### Göreviniz:
ABD ile Çin'in çip rekabetini ve Tayvan'ı anlatan metinden, "Ayrıca aynı TMSC’nin" sözleriyle başlayıp "teknolojiyi ithal ediyor." sözleriyle biten bölümü hiç değiştirmeden çıkarın.

ABD ve Çin’in Çip Rekabeti ve Tayvan
Çipler son birkaç yılda ABD ve Çin’in teknoloji üzerindeki rekabetinin önemli bir parçası halinde. Bu pazarda üretimin çoğu Asya ülkelerinde yapılıyor. Burada da özellikle bir ülke ve bir firma öne çıkıyor: Tayvan ve en başta bahsettiğim TSMC. TSMC, küresel çip üretiminin %54’ünü karşılıyor. UMC ve Vanguard gibi diğer çip üreticileriyle birlikte düşünüldüğünde küresel çip pazarının yaklaşık üçte ikisi Tayvan’ın elinde.
Ayrıca aynı TMSC’nin Çin’de de iki fabrikası bulunuyor. Ama orada üretilen çipler çok daha basit bir teknoloji içeriyor. Tüm bu veriler Tayvan’ın dünya yarı iletken pazarındaki önemini gösteriyor. Küresel çip pazarının %15’ine sahip olan Samsung’u eklediğinizde ise bu sefer de Asya’nın çip üretimindeki dominantlığı daha belirgin hale geliyor. Çip üretiminde bu ülkelere göre geri kalmış durumda olan ABD, mevcut durumda başta Tayvan olmak üzere Asya ülkelerinden bu teknolojiyi ithal ediyor.

### Kayıtlar:
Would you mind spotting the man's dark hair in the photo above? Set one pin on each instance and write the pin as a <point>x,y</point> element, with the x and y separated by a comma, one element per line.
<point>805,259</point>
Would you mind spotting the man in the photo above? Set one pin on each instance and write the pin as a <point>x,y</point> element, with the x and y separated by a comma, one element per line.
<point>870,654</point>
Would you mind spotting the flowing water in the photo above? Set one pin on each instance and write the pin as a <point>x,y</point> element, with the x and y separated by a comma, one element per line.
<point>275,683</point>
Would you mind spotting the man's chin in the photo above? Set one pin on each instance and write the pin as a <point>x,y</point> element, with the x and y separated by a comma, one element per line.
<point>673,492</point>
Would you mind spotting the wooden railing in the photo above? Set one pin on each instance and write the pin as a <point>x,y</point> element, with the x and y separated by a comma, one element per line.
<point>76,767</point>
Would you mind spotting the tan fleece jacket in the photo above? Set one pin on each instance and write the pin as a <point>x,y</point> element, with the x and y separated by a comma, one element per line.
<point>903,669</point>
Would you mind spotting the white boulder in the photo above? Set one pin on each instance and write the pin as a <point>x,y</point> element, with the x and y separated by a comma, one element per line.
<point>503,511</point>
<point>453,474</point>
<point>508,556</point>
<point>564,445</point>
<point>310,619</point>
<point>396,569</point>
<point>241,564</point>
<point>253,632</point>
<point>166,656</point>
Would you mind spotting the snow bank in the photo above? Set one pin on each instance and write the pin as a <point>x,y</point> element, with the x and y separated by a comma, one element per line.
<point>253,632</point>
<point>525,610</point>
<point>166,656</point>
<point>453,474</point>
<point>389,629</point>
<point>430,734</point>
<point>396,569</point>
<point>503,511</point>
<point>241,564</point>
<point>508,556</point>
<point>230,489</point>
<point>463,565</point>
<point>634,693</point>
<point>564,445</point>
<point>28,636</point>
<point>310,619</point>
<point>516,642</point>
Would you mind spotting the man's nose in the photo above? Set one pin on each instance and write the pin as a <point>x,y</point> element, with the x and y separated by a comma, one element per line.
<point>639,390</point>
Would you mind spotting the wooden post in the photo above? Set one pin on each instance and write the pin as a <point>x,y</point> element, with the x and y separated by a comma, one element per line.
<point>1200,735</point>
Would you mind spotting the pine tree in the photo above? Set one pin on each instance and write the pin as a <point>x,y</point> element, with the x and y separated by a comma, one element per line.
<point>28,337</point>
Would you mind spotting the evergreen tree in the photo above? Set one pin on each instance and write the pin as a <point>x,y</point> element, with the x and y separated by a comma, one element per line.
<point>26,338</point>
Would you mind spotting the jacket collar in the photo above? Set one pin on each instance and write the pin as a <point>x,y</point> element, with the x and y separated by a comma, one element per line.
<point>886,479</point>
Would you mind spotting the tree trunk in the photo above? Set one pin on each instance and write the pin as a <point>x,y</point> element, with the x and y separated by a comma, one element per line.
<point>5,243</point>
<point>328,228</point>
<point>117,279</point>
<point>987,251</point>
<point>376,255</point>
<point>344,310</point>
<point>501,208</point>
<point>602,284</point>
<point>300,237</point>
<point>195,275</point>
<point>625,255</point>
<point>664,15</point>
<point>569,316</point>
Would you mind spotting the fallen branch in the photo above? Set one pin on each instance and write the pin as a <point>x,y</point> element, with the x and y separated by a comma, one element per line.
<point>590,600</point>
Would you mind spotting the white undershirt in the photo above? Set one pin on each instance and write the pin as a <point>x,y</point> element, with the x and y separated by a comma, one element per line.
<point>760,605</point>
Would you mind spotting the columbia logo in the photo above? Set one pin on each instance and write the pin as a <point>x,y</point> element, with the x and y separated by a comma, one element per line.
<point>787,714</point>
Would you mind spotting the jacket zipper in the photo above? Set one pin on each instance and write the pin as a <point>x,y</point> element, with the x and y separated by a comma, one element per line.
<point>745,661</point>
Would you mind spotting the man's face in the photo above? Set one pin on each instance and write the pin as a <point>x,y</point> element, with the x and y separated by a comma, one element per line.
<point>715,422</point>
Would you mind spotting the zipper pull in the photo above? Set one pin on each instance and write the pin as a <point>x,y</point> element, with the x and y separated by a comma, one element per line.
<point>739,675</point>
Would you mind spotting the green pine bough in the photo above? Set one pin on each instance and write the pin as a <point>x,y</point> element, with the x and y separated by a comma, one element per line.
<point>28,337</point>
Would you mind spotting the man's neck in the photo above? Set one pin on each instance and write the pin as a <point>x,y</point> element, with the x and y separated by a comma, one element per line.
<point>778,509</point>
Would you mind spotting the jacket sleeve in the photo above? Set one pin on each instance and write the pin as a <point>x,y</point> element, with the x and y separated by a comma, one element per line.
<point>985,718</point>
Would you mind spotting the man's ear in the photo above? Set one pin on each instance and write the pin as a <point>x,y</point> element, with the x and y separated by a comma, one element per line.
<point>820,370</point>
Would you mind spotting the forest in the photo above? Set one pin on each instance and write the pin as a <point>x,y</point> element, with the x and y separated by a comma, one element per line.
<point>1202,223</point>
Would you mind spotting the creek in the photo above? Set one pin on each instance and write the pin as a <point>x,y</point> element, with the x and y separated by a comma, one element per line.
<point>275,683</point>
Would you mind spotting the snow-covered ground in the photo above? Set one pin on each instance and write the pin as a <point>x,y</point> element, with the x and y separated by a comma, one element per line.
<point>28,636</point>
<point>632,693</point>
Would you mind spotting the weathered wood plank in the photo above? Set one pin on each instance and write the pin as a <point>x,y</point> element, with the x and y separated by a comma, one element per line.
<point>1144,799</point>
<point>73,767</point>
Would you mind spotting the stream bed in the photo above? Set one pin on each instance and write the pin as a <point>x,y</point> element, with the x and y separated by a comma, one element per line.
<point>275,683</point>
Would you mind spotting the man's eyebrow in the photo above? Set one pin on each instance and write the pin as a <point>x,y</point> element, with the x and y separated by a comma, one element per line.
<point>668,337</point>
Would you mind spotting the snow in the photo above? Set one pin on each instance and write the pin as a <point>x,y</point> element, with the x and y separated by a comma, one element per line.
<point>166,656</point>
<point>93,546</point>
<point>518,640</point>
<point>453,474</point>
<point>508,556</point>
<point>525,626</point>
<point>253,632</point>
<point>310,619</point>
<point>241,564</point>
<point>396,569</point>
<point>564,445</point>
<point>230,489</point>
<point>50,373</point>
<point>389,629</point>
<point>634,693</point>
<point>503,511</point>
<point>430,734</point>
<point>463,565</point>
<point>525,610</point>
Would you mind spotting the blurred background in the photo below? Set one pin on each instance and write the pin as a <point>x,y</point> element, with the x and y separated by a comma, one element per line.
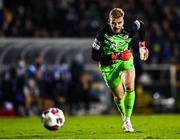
<point>45,48</point>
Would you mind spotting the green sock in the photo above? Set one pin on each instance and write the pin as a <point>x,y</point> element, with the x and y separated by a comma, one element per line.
<point>120,105</point>
<point>129,102</point>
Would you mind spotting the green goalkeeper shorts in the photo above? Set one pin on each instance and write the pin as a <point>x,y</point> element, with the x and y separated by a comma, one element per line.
<point>112,73</point>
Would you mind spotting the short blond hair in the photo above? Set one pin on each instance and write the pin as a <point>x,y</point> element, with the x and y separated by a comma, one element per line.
<point>116,13</point>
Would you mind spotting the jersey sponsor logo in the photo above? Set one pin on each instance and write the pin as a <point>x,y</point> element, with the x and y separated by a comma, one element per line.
<point>96,44</point>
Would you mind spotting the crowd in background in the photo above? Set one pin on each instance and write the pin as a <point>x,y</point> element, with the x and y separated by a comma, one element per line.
<point>80,18</point>
<point>30,89</point>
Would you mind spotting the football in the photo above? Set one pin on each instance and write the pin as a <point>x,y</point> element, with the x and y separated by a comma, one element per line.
<point>53,118</point>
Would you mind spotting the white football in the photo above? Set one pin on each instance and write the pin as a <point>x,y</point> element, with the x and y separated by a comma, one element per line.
<point>53,118</point>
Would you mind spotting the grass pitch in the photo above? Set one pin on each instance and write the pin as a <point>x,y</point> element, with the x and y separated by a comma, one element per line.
<point>93,127</point>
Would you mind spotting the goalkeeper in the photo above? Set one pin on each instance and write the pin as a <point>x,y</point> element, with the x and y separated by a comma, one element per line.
<point>111,49</point>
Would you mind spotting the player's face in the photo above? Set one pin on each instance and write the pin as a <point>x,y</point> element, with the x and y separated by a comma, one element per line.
<point>116,24</point>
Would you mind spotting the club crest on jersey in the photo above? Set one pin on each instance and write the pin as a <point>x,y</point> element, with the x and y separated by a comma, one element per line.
<point>126,36</point>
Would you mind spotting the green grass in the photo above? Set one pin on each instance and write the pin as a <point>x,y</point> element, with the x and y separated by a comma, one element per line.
<point>90,127</point>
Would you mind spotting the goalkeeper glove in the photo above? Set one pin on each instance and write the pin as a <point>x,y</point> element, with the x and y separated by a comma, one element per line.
<point>143,51</point>
<point>124,55</point>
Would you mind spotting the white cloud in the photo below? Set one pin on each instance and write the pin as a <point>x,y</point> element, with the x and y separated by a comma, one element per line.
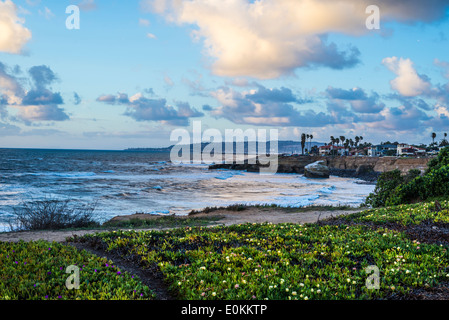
<point>151,36</point>
<point>270,38</point>
<point>144,22</point>
<point>408,83</point>
<point>13,35</point>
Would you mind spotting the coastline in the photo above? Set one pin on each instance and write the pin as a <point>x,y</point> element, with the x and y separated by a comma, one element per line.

### Görev çıktısı:
Ayrıca aynı TMSC’nin Çin’de de iki fabrikası bulunuyor. Ama orada üretilen çipler çok daha basit bir teknoloji içeriyor. Tüm bu veriler Tayvan’ın dünya yarı iletken pazarındaki önemini gösteriyor. Küresel çip pazarının %15’ine sahip olan Samsung’u eklediğinizde ise bu sefer de Asya’nın çip üretimindeki dominantlığı daha belirgin hale geliyor. Çip üretiminde bu ülkelere göre geri kalmış durumda olan ABD, mevcut durumda başta Tayvan olmak üzere Asya ülkelerinden bu teknolojiyi ithal ediyor.